INFORMATION GIVEN |
######

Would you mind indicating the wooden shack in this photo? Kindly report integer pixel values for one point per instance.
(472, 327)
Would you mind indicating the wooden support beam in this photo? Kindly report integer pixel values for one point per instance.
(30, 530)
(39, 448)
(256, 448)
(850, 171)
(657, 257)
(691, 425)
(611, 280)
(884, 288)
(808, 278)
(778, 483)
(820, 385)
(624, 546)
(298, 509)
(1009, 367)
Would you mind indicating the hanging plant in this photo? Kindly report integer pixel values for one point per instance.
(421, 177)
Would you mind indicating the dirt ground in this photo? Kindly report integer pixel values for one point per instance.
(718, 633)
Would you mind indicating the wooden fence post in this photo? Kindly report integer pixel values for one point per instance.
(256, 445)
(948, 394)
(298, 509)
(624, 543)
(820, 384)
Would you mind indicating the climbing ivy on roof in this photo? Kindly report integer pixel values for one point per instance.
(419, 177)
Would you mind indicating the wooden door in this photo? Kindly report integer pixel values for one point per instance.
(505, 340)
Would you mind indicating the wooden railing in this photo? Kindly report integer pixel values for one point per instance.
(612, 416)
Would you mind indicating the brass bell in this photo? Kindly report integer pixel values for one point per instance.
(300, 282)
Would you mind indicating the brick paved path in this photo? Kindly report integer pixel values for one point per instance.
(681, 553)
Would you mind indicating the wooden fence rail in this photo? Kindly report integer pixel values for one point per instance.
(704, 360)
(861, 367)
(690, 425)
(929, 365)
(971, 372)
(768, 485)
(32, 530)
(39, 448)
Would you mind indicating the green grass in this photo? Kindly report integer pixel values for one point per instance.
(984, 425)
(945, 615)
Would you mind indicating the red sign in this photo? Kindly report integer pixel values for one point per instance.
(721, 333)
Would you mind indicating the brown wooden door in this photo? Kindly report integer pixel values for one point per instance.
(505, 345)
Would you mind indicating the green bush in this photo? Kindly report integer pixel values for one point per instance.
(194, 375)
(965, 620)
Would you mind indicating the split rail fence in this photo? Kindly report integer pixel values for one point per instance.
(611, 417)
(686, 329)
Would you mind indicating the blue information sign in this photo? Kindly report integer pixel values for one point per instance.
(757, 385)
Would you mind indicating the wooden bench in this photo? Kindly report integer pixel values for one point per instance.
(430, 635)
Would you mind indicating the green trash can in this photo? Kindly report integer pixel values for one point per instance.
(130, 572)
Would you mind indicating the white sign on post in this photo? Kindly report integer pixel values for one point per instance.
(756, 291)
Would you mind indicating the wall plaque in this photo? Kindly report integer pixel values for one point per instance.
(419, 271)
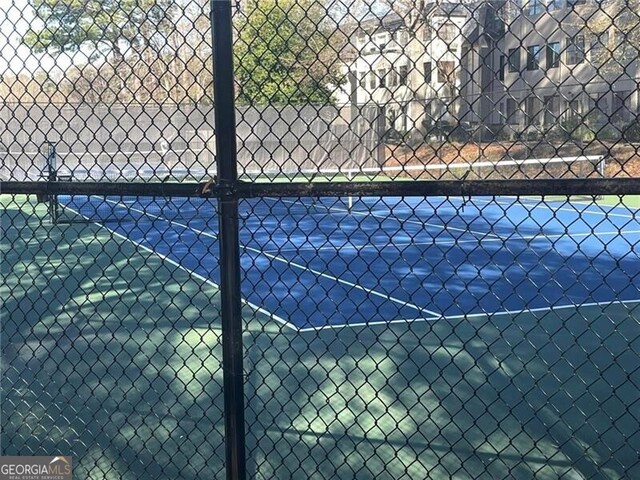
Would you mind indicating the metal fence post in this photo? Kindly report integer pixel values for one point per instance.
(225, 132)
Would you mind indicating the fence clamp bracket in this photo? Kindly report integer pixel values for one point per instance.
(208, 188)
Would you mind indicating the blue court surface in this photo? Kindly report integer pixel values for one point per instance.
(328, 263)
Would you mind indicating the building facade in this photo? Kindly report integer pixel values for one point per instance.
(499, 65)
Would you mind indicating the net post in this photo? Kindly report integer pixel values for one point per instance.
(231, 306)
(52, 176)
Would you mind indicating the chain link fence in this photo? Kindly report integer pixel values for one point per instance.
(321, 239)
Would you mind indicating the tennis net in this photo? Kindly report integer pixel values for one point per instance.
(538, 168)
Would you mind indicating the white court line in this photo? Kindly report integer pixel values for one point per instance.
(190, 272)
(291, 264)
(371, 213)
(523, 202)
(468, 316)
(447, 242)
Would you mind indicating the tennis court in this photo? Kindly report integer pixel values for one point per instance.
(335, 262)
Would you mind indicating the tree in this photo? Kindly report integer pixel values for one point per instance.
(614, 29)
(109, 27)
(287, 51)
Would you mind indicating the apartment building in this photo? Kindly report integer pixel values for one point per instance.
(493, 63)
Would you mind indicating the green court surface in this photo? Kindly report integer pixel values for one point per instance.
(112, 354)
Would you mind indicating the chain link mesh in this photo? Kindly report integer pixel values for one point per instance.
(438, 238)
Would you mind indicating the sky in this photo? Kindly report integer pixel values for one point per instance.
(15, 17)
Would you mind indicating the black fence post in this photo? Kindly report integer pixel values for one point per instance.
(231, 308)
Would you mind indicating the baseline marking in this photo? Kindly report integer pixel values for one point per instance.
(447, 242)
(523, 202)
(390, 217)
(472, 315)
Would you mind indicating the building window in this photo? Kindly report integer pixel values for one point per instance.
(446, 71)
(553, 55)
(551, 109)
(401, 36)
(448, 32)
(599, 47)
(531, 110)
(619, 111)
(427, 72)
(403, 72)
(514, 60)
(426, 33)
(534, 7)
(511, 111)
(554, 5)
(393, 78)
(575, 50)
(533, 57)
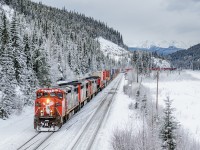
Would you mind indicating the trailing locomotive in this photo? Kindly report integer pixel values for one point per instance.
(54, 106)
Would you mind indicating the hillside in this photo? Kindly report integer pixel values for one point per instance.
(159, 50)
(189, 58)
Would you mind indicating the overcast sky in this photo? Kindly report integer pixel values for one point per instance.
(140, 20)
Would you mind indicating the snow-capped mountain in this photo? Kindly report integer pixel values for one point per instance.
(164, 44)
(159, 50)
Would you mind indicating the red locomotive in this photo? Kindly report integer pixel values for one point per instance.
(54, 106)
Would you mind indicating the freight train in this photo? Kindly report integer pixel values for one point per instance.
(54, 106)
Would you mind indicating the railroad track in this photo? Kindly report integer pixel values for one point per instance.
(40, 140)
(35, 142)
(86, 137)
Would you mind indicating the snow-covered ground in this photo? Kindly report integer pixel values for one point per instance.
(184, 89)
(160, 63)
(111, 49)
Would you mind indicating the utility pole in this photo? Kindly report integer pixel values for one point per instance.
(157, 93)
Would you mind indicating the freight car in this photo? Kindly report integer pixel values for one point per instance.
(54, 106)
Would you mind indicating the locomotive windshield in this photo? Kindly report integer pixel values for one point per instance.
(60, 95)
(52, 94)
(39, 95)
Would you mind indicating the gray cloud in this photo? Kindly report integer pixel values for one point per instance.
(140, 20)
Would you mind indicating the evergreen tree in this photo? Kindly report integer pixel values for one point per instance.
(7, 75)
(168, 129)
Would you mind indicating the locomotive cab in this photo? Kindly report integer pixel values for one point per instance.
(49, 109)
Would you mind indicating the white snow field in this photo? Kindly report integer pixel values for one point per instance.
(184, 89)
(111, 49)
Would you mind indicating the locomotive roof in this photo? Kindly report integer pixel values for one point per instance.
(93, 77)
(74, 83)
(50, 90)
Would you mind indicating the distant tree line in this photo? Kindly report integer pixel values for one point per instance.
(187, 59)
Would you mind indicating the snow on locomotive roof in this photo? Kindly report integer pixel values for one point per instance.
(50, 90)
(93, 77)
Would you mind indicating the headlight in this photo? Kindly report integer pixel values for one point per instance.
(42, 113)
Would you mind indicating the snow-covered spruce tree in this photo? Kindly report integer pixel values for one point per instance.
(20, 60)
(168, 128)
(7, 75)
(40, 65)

######

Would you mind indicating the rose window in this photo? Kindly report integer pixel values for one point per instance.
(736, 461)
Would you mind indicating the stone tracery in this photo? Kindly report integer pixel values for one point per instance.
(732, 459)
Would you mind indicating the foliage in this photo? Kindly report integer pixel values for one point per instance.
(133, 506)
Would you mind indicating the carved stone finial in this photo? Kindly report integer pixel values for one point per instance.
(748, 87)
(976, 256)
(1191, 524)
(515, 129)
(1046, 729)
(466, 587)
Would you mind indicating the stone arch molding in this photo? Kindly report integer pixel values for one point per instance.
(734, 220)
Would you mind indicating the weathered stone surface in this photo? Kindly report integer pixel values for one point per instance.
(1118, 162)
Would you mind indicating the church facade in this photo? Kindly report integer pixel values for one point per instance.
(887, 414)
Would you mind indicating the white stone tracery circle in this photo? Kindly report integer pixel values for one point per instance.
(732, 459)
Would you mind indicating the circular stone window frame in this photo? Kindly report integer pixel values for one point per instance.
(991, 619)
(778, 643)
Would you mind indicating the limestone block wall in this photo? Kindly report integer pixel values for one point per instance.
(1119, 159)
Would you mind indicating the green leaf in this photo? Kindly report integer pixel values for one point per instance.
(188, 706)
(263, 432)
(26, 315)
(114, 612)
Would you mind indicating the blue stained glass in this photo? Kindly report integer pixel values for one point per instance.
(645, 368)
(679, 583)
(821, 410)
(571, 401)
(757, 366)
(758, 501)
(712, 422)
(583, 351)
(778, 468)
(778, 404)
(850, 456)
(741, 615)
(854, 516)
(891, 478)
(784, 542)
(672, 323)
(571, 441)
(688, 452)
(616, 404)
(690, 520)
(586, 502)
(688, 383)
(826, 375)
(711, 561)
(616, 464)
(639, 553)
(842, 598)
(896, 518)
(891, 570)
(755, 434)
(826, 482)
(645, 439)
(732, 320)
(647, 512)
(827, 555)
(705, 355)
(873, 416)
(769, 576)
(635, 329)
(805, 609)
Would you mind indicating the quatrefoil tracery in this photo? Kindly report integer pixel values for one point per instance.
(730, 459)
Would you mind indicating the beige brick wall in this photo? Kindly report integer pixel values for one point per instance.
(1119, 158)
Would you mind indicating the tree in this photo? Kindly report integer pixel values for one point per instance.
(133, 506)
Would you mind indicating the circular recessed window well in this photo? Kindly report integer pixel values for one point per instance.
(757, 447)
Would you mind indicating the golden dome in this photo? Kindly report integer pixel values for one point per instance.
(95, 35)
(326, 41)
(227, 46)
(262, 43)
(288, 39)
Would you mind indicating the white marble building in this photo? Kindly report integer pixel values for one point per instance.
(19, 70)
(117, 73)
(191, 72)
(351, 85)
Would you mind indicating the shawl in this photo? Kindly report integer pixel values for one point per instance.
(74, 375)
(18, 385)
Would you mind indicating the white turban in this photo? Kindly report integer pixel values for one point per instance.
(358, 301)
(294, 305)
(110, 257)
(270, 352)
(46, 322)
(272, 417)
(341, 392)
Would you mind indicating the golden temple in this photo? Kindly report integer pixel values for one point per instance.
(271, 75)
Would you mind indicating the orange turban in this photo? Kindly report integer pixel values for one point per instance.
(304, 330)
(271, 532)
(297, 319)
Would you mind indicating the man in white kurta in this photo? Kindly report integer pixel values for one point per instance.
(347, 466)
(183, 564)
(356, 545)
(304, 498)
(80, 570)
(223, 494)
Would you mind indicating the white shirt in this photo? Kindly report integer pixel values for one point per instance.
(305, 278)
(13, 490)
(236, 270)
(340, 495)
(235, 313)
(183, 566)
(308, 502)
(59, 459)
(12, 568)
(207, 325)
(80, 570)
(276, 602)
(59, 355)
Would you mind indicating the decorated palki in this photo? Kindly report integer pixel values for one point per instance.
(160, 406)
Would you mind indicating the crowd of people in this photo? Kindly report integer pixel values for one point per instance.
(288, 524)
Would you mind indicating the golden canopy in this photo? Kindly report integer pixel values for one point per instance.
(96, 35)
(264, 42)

######

Identify every line in the records that holds the word "wall" and copy each of those lines.

Would you mind indicating the wall plaque in this photo? Kindly report integer pixel values for one point per instance.
Would you mind indicating the limestone block wall in this photo? Kindly report integer pixel values for one point per instance.
Would you mind indicating the beige brick wall in this photo? Kindly report integer pixel values for one point per instance.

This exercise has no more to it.